Give the number of lines in the data that hold the string "above". Nothing else is needed.

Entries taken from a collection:
'''

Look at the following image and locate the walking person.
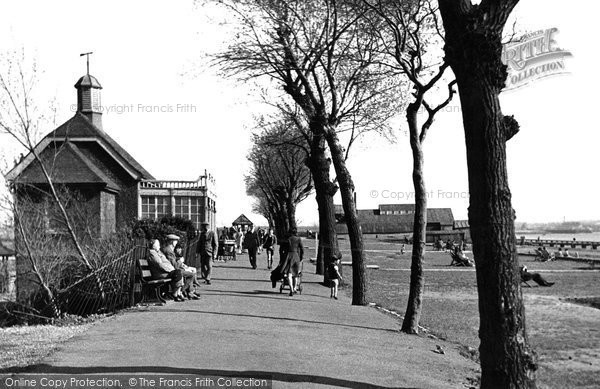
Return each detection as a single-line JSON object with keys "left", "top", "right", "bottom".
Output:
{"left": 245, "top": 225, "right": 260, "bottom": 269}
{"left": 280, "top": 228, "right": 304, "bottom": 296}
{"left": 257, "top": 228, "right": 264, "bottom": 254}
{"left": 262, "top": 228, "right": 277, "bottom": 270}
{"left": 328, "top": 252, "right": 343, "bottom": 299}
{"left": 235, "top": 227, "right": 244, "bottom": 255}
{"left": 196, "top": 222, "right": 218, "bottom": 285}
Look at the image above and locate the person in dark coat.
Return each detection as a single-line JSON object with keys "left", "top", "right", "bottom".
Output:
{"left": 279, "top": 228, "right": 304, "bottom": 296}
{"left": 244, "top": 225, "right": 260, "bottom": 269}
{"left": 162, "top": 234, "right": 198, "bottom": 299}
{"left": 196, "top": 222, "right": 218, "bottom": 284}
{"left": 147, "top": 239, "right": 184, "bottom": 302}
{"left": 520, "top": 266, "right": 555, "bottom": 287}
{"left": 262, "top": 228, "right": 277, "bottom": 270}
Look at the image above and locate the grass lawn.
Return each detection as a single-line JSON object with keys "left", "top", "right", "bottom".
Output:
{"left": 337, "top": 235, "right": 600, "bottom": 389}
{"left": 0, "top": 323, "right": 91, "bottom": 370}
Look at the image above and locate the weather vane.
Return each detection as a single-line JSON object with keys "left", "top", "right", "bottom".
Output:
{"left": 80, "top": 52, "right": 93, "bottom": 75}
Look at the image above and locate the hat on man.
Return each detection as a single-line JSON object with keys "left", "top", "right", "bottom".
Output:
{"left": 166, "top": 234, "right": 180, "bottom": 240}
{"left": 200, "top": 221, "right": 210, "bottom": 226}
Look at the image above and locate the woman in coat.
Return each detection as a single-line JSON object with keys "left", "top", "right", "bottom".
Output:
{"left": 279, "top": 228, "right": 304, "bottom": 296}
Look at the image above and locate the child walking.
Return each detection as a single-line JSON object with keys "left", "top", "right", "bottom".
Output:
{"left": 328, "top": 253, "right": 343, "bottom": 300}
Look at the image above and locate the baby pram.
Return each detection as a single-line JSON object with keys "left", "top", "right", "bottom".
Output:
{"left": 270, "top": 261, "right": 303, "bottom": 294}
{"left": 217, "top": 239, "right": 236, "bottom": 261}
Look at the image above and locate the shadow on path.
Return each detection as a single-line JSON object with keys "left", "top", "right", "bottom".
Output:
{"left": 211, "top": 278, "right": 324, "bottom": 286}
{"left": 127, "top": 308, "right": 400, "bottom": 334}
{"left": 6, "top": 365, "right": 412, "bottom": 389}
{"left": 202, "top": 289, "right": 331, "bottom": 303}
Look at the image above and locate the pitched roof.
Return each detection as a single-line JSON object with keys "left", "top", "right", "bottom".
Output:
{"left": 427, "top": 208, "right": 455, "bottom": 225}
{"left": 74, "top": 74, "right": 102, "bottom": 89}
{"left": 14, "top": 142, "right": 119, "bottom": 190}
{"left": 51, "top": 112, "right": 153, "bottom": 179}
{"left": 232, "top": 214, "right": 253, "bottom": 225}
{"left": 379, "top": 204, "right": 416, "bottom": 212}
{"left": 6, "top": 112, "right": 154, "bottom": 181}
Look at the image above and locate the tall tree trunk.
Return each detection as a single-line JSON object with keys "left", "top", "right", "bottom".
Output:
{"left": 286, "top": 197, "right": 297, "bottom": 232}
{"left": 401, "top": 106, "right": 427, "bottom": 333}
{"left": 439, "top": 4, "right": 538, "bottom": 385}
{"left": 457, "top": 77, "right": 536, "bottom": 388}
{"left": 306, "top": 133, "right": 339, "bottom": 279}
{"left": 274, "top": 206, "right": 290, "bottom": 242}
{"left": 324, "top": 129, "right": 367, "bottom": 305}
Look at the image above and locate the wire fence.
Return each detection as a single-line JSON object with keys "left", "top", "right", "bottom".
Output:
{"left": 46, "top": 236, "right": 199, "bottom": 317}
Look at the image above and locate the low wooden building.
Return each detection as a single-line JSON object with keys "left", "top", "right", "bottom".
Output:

'''

SOLVED EXERCISE ▸
12